• Supplied data:
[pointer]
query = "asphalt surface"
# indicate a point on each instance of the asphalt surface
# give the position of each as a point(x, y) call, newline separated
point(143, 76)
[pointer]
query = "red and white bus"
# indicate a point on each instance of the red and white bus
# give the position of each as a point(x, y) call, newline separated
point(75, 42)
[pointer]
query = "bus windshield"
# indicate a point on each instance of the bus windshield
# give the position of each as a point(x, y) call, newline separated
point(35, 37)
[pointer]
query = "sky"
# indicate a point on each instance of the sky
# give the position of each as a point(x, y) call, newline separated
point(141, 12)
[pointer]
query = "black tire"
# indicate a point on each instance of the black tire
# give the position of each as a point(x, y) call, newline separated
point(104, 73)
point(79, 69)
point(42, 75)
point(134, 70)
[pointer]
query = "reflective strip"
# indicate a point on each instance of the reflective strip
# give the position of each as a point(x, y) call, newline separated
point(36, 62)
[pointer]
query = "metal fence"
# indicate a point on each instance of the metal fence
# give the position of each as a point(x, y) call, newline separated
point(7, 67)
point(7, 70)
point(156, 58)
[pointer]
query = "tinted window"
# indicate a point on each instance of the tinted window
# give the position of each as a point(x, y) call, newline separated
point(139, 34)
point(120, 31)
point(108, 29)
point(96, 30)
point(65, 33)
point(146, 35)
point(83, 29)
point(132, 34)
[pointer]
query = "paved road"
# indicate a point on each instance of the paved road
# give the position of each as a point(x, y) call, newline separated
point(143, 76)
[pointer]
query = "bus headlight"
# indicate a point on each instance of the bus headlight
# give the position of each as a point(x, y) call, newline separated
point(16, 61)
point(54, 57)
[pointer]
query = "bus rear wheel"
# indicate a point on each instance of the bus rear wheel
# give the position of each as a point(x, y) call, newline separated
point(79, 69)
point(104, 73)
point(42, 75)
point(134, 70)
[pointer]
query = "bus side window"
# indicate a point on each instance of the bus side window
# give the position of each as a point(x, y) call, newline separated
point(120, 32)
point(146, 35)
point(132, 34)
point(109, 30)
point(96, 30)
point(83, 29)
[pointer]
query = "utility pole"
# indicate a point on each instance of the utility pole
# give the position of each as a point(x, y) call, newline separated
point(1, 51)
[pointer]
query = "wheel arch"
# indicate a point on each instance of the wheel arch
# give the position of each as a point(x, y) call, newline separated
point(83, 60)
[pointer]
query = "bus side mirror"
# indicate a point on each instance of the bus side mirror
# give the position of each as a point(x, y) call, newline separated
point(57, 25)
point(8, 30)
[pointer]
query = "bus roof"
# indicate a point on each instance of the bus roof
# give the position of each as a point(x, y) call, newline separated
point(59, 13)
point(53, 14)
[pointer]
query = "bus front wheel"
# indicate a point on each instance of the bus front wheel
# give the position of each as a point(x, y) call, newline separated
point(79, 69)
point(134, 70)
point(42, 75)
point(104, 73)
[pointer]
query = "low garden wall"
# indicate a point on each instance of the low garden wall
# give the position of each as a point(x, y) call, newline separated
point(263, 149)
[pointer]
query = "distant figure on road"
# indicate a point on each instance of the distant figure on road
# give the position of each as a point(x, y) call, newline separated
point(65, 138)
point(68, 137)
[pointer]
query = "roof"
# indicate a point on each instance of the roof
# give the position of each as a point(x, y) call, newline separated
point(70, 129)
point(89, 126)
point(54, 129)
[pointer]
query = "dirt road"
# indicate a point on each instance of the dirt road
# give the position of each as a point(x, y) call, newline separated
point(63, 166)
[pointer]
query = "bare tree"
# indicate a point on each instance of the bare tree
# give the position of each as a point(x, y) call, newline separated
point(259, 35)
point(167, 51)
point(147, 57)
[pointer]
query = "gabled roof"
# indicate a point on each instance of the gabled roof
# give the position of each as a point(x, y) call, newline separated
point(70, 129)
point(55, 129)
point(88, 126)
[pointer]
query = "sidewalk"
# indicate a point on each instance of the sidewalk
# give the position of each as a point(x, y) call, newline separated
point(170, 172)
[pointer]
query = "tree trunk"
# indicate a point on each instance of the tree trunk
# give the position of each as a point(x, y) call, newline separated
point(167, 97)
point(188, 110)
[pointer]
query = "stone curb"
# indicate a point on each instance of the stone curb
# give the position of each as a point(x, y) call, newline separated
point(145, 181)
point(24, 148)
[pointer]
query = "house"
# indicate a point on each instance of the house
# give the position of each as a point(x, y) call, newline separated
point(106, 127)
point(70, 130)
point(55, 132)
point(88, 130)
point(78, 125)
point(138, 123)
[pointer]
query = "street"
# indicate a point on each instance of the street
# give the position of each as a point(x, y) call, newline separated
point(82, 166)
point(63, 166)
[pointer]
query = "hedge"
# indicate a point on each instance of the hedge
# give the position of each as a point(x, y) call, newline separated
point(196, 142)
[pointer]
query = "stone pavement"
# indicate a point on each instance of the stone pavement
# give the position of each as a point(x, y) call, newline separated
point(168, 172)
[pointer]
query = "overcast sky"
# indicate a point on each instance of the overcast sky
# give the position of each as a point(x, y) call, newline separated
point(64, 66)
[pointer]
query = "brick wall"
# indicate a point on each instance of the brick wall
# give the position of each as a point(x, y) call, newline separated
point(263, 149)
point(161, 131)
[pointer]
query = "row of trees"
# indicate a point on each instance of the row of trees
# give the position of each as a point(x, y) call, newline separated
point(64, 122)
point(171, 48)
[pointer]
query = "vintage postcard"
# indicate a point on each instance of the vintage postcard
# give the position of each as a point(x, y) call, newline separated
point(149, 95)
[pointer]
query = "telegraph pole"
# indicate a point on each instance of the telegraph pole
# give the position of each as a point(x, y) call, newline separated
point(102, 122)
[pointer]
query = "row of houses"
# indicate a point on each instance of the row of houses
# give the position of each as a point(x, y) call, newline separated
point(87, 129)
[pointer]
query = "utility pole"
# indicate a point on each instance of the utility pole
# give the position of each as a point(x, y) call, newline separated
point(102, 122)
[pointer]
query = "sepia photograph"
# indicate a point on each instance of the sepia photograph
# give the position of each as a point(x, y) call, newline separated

• Instruction: Copy the stretch of data from its start through the line containing "point(75, 42)", keeping every line, and offset each answer coordinate by adding 140.

• Reply:
[pointer]
query = "asphalt surface"
# indicate a point on each instance of the asphalt surface
# give the position of each as a point(x, y) call, newline separated
point(283, 216)
[pointer]
query = "red and white bus"
# indicate a point on each instance of the red and white bus
# give the position of each as a point(x, y) call, newline separated
point(215, 182)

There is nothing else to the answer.